Provided records section start
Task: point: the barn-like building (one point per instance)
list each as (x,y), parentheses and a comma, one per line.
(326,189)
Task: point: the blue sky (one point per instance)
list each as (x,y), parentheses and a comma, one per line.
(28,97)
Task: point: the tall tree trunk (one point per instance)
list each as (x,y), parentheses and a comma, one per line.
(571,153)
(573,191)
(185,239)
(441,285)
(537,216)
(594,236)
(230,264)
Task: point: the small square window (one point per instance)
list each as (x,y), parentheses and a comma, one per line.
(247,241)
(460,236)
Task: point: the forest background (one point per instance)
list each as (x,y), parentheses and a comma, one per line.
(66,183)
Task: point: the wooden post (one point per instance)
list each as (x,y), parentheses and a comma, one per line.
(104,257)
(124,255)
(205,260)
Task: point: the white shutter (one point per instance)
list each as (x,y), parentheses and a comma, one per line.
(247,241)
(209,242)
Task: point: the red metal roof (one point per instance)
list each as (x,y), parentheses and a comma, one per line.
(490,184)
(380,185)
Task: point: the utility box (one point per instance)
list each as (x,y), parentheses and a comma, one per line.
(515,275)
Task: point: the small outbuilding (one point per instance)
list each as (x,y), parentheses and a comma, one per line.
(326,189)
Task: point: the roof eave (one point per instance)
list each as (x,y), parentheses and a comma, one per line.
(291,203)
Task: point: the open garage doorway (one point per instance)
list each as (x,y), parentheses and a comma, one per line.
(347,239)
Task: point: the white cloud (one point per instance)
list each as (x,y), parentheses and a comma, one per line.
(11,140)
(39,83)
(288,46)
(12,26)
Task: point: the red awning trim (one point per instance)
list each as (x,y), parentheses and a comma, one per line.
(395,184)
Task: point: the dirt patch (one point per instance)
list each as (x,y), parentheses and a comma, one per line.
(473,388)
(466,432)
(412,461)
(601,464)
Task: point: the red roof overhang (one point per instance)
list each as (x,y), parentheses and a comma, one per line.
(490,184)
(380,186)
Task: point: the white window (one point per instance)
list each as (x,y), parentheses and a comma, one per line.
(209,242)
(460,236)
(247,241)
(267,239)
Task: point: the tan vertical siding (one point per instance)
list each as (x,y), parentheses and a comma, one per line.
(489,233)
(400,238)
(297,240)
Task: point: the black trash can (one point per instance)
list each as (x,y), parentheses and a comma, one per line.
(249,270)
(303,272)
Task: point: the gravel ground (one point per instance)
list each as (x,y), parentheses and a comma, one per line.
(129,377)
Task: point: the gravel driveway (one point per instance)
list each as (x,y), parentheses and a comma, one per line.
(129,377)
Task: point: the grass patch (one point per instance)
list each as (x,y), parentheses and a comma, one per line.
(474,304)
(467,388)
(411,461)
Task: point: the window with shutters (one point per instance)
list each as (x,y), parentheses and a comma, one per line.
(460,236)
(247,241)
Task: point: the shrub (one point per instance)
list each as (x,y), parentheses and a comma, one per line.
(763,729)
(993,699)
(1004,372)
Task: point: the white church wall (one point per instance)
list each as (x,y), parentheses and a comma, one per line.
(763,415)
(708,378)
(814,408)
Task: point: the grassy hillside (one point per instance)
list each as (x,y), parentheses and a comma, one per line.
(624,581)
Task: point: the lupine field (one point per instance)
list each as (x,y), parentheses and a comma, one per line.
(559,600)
Provided records section end
**Task details**
Find the string "roof" in the data. Report each line it appears in.

**Output of the task**
Task: point: the red metal roof (one point per instance)
Task: point: the roof eave (one point per instance)
Task: point: the red roof overhang (one point per instance)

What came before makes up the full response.